§ **Directions**: Quote the records below verbatim, starting at the line that contains "Internal audit: confirm the presence of the bare" and ending with the final line of the records, both included.

§ **Record extracts**:
-- -- --
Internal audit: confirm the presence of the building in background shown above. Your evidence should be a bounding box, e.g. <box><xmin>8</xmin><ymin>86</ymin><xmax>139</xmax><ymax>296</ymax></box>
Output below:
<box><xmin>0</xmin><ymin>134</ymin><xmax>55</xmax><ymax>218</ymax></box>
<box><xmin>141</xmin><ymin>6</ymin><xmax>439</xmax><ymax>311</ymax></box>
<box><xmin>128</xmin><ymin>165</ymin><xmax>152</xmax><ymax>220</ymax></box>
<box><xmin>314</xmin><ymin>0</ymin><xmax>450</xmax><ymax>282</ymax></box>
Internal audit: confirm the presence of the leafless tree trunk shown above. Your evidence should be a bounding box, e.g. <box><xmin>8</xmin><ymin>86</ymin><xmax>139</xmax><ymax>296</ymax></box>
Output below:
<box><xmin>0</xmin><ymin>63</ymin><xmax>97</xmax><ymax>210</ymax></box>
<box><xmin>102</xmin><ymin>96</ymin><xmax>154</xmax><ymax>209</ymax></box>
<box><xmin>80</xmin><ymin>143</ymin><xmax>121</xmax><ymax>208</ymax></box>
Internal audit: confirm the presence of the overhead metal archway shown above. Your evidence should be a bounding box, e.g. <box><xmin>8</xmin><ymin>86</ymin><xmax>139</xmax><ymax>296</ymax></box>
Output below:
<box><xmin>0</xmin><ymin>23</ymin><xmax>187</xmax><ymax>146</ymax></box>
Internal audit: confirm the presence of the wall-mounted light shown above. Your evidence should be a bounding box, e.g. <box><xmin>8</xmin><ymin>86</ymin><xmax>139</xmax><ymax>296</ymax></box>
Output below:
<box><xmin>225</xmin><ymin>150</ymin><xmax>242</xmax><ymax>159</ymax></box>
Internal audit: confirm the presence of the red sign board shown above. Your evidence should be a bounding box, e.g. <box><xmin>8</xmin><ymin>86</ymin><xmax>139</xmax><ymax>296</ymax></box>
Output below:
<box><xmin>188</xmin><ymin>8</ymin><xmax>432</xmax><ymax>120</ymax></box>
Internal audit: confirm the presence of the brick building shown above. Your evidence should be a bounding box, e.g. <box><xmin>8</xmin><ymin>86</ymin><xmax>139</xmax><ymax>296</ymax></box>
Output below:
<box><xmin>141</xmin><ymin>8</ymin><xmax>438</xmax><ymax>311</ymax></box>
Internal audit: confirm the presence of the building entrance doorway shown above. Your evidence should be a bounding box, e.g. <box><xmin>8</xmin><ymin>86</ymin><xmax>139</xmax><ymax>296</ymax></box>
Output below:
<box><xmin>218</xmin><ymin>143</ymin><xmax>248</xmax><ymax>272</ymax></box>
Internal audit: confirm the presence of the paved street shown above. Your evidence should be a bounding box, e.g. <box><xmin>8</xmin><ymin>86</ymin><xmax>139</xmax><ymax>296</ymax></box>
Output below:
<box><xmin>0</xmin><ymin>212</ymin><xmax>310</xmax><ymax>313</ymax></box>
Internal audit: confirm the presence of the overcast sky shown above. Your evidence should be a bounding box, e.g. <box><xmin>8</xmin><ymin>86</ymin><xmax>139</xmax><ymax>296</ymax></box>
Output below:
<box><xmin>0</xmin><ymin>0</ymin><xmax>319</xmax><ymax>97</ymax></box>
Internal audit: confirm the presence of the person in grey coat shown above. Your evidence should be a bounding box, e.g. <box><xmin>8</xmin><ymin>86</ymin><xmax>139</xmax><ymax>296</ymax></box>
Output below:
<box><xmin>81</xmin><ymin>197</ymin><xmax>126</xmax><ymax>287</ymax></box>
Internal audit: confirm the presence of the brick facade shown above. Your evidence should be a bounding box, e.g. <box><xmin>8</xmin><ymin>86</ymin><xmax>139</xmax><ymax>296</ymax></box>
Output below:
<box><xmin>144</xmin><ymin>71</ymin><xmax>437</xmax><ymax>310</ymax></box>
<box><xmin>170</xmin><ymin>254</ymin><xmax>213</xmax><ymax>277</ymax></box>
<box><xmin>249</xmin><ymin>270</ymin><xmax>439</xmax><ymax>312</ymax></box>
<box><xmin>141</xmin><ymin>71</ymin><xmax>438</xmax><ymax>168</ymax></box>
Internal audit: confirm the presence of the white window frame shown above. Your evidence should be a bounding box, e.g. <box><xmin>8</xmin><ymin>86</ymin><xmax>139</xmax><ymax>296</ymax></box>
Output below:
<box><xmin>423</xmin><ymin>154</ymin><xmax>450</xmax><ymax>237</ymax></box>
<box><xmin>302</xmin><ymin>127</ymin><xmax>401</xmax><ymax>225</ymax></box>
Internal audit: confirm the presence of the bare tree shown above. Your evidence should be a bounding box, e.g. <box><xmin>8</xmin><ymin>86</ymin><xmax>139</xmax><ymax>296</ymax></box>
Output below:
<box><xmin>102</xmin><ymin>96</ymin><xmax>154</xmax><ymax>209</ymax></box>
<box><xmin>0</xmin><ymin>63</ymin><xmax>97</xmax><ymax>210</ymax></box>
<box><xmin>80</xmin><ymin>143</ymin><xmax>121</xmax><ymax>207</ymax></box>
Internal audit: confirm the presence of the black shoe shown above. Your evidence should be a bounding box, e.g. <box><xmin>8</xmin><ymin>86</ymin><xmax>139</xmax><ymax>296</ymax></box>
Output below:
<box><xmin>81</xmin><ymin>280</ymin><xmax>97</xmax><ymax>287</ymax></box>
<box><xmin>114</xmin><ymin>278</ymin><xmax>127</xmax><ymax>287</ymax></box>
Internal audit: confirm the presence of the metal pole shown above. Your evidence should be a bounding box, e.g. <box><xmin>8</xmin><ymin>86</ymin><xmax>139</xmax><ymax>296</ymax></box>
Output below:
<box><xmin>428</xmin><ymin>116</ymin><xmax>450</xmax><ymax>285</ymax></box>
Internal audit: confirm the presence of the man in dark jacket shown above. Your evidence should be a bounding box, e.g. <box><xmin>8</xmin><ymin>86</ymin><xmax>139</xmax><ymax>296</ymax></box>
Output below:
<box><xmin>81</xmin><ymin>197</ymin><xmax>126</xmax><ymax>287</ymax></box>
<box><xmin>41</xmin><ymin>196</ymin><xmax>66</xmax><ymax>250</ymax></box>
-- -- --
§ **Answer**:
Internal audit: confirm the presence of the bare tree shown above. Your evidence should be a bounding box, e.g. <box><xmin>8</xmin><ymin>86</ymin><xmax>139</xmax><ymax>296</ymax></box>
Output below:
<box><xmin>102</xmin><ymin>96</ymin><xmax>154</xmax><ymax>209</ymax></box>
<box><xmin>0</xmin><ymin>63</ymin><xmax>97</xmax><ymax>210</ymax></box>
<box><xmin>80</xmin><ymin>143</ymin><xmax>121</xmax><ymax>207</ymax></box>
Internal audit: confirm the presence of the black shoe shown above. Your evidence should be a bounding box, e.g. <box><xmin>8</xmin><ymin>86</ymin><xmax>139</xmax><ymax>296</ymax></box>
Output below:
<box><xmin>81</xmin><ymin>280</ymin><xmax>97</xmax><ymax>287</ymax></box>
<box><xmin>114</xmin><ymin>278</ymin><xmax>127</xmax><ymax>287</ymax></box>
Internal audit: confirm the presence of the metal pole shown above. Your evidence should be a bounding box, e.g. <box><xmin>8</xmin><ymin>86</ymin><xmax>139</xmax><ymax>296</ymax></box>
Output below:
<box><xmin>428</xmin><ymin>116</ymin><xmax>450</xmax><ymax>285</ymax></box>
Internal audit: confirm the presence of the man in dark jacket shown above. Your evidence should be a bounding box, e.g. <box><xmin>8</xmin><ymin>86</ymin><xmax>139</xmax><ymax>296</ymax></box>
Output below:
<box><xmin>81</xmin><ymin>197</ymin><xmax>126</xmax><ymax>287</ymax></box>
<box><xmin>41</xmin><ymin>196</ymin><xmax>66</xmax><ymax>250</ymax></box>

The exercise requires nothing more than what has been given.